→ **Exercise 1**:
Using the Home Warranty of America case study, decide whether each statement below agrees with it: (a) Home Warranty of America was founded in 1996; (b) NRG Energy was being acquired by Direct Energy; (c) Home Warranty of America has a workforce of 3,500 employees. Answer yes or no for each and quote the words of the case study that decide it.
→ **Exercise 2**:
Carry on the Home Warranty of America case study from the end of its last paragraph.

→ **Passage**:

Managing Change with Exceptional Communications

Navigating a complex business transformation under one shared voice with a robust  Communications Strategy and tactical plan—supporting a distributed workforce of 600 employees, 300 partner franchisees, a network of 3,500 contractors, 35,000 real estate agents, and 500,000 customers.

Who is Home Warranty of America (HWA)?

Home Warranty of America is a home protection plan provider servicing over half a million US customers. The company was founded in 1996 and became one of the leaders in the home warranty industry—helping homeowners and supporting real estate professionals and service providers across all 50 states.

Home Warranty of America is a subsidiary of Direct Energy. As of July 2020, it was announced that Direct Energy and its sister company Direct Energy Business, were being acquired by NRG Energy Inc., a Fortune 500 company that serves more than 3.7 million residential, small business, and commercial and industrial customers in the U.S. and Canada. Together, they will form one of North America’s most innovative energy providers.

What was the challenge?

Enterprise Transformation Across Multiple Countries, Companies, Including External Partners  

When Direct Energy engaged Harbinger in 2015 to lead their change management, communications, and training efforts to implement Microsoft Dynamics AX across the entire business, we were up for the challenge. With an overarching goal to deploy a new enterprise-wide platform that enables Direct Energy to standardize its business processes and use consistent technology solutions, while enhancing the customer experience, they knew stakeholder awareness, engagement, and buy-in would be critical to their success.

A pivotal part of this mandate included building out an enterprise mindset that would unify the organization. With this vision in place, Direct Energy’s Project Unify was created, it required a comprehensive communications plan to support this organizational change management effort within each stage of the project.

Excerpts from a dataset
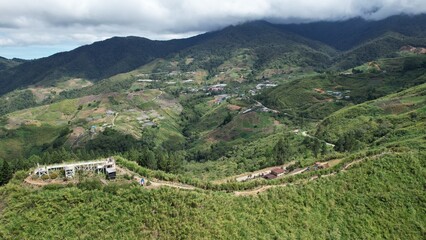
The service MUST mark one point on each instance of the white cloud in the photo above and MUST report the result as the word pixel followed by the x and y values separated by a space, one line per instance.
pixel 44 22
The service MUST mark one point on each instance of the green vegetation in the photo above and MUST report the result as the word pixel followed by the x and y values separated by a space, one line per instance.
pixel 200 113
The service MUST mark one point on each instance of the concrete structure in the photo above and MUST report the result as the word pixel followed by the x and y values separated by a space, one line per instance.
pixel 277 171
pixel 71 168
pixel 111 173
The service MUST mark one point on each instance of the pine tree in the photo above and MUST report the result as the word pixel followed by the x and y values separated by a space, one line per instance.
pixel 282 151
pixel 5 173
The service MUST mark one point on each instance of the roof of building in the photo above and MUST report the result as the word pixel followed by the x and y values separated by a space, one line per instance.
pixel 277 171
pixel 270 176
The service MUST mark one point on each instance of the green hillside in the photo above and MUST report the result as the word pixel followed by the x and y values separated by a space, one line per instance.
pixel 254 131
pixel 318 96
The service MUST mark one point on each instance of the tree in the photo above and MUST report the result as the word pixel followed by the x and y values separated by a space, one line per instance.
pixel 282 151
pixel 5 173
pixel 316 147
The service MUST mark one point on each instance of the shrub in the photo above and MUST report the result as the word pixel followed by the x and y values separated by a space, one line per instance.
pixel 45 177
pixel 53 175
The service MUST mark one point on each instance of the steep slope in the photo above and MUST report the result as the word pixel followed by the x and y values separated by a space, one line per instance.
pixel 267 46
pixel 317 97
pixel 9 63
pixel 96 61
pixel 394 120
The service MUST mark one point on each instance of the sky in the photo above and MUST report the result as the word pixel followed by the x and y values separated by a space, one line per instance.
pixel 32 29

→ **Task answer 1**:
(a) Yes: "The company was founded in 1996"
(b) No: "Direct Energy and its sister company Direct Energy Business, were being acquired by NRG Energy Inc."
(c) No: "a distributed workforce of 600 employees"

→ **Task answer 2**:
Siloed Knowledge and Information Sharing

While the organization made an effort to inform both internal and external stakeholders about the pending implementation of AX, there were several factors contributing to Direct Energy’s inability to gain support and alignment:

  • Direct Energy had a highly distributed workforce with employees based at the Houston or Buffalo Grove offices, or remotely spread out across all 50 states. Parts of the business resisted the new platform launch and others continued to pursue their own interests. 

  • Employees felt they were not receiving transparent or timely communications, increasing tension and anxieties about the viability of the new platform. As corporate communications teams were being restructured, engagement processes and ownership of standardized internal channels were unclear or almost absent.

  • The project had a history of multi-year delays and there were also significant leadership changes (six leaders in five years) during the project's life span, which added more instability and frustration amongst the employees and external stakeholders. 

These factors resulted in siloed teams providing different messages about what was happening with the project. Leadership had a difficult time endorsing the new changes and were skeptical of the benefits the new platform would bring into their environment. Staff became unmotivated and hesitant to talk about the new Dynamics AX platform with external stakeholders. It was a challenge to garner interest, build momentum, and excitement.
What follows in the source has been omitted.